◆ Supplied records:
□ □ □

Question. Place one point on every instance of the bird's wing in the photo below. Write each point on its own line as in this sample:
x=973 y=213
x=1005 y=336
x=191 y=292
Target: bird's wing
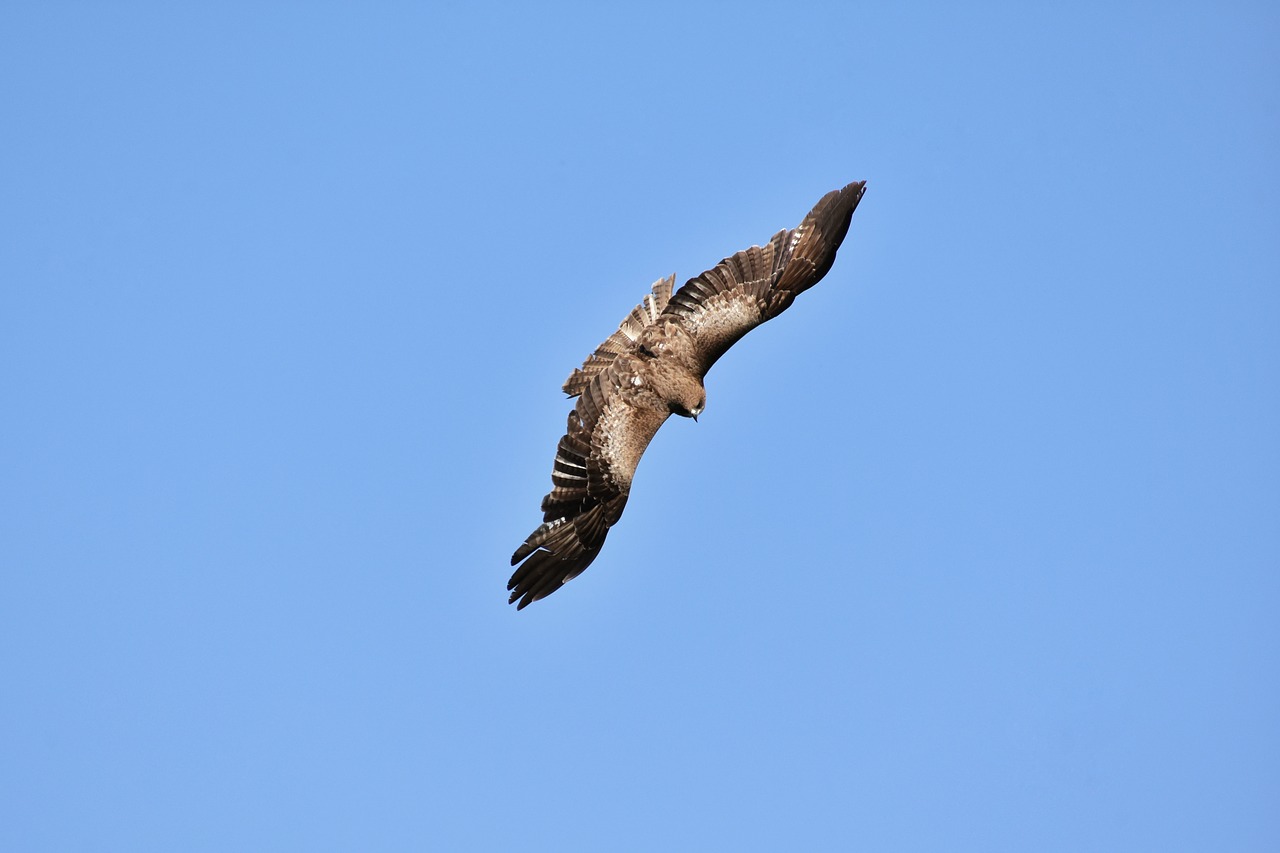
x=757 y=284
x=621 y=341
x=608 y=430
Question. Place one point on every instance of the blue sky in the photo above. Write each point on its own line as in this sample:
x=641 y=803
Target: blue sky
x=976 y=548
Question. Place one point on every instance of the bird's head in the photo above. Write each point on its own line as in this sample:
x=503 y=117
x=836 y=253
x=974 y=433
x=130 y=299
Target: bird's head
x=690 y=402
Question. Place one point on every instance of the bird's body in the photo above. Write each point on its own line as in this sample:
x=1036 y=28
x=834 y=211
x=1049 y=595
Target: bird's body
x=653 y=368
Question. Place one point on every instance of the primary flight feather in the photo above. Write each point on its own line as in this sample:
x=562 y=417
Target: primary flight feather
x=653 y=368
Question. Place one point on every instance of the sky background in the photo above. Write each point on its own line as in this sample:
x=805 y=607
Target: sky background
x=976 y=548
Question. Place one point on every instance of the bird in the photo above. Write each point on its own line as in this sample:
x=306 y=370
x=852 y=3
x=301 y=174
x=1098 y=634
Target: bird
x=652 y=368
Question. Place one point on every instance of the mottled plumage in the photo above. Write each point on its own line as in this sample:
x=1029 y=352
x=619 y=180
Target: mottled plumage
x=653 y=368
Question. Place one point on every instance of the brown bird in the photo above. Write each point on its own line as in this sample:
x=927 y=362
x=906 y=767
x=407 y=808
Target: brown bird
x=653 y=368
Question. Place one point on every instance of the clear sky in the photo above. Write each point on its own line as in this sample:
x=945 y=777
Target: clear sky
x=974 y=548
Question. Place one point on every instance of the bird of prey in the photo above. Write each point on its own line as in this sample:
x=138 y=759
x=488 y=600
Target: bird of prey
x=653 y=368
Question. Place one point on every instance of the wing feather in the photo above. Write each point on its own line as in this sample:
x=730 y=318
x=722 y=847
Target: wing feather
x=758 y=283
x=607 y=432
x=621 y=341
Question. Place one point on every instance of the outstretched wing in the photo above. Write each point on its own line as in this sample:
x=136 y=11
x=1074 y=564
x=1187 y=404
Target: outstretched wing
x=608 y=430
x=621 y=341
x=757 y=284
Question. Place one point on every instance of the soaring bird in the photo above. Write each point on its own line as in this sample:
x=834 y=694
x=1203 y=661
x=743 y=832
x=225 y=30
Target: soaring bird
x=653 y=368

□ □ □

◆ What needs to be done: Reproduce all the records verbatim, excluding images.

◆ Answer:
Question. Place one point on every instance of the bird's wing in the photo below. Write each point on its own line as in this sample:
x=973 y=213
x=1005 y=336
x=191 y=292
Target: bird's wing
x=757 y=284
x=621 y=341
x=608 y=430
Question. Place one point on every instance of the blue sky in the photo above. Write each point on its own line as in this sample:
x=641 y=803
Target: blue sky
x=976 y=548
Question. Place one point on every instance of the bird's head in the photo above. Write each point on its own line as in this sample:
x=503 y=117
x=836 y=253
x=974 y=433
x=130 y=299
Target: bird's head
x=690 y=402
Question. Place one point on every instance of the bird's body in the photo above. Write each point on its own line as in this sample:
x=1036 y=28
x=834 y=211
x=1049 y=595
Target: bird's body
x=653 y=368
Question. Place one point on every instance of the primary flight feather in the photo above. Write each point on its own line as in this sample:
x=562 y=417
Target: primary flight feather
x=653 y=368
Question. Place one point on every instance of the sky background in the photo above. Write each point on its own line as in this sample:
x=805 y=607
Target: sky background
x=976 y=548
Question. Place one point on every instance of the bird in the photo above. Write each point on its own line as in this sample:
x=306 y=370
x=852 y=3
x=301 y=174
x=1098 y=634
Target: bird
x=652 y=368
Question. Place one point on every instance of the mottled plumage in the photo above. Write each point on its own line as in this sample:
x=1029 y=352
x=619 y=180
Target: mottled plumage
x=653 y=368
Question. Place one point on every instance of the brown bird in the photo above. Write each point on its own line as in this sample:
x=927 y=362
x=906 y=767
x=407 y=808
Target: brown bird
x=653 y=368
Question. Place one point on every instance of the clear sky in the photo above. Write each point on its own line as in this sample:
x=945 y=777
Target: clear sky
x=974 y=548
Question. Place one point on every instance of the bird of prey in the photo above. Write each point on its own line as in this sample:
x=138 y=759
x=488 y=600
Target: bird of prey
x=653 y=368
Question. Place one point on every instance of the wing feather in the photo above. Write each point on its own line as in this sample:
x=730 y=318
x=722 y=847
Target: wing feather
x=758 y=283
x=607 y=432
x=621 y=341
Question. Place one point on every instance of the outstretched wing in the photo above. Write each point on its own line as in this sample:
x=136 y=11
x=1074 y=564
x=1187 y=404
Target: outstretched wing
x=608 y=430
x=621 y=341
x=757 y=284
Question. Place one point on every instance of the soaring bird in the photo above. Write each point on its own line as in this sample:
x=834 y=694
x=1203 y=661
x=743 y=832
x=225 y=30
Target: soaring bird
x=653 y=368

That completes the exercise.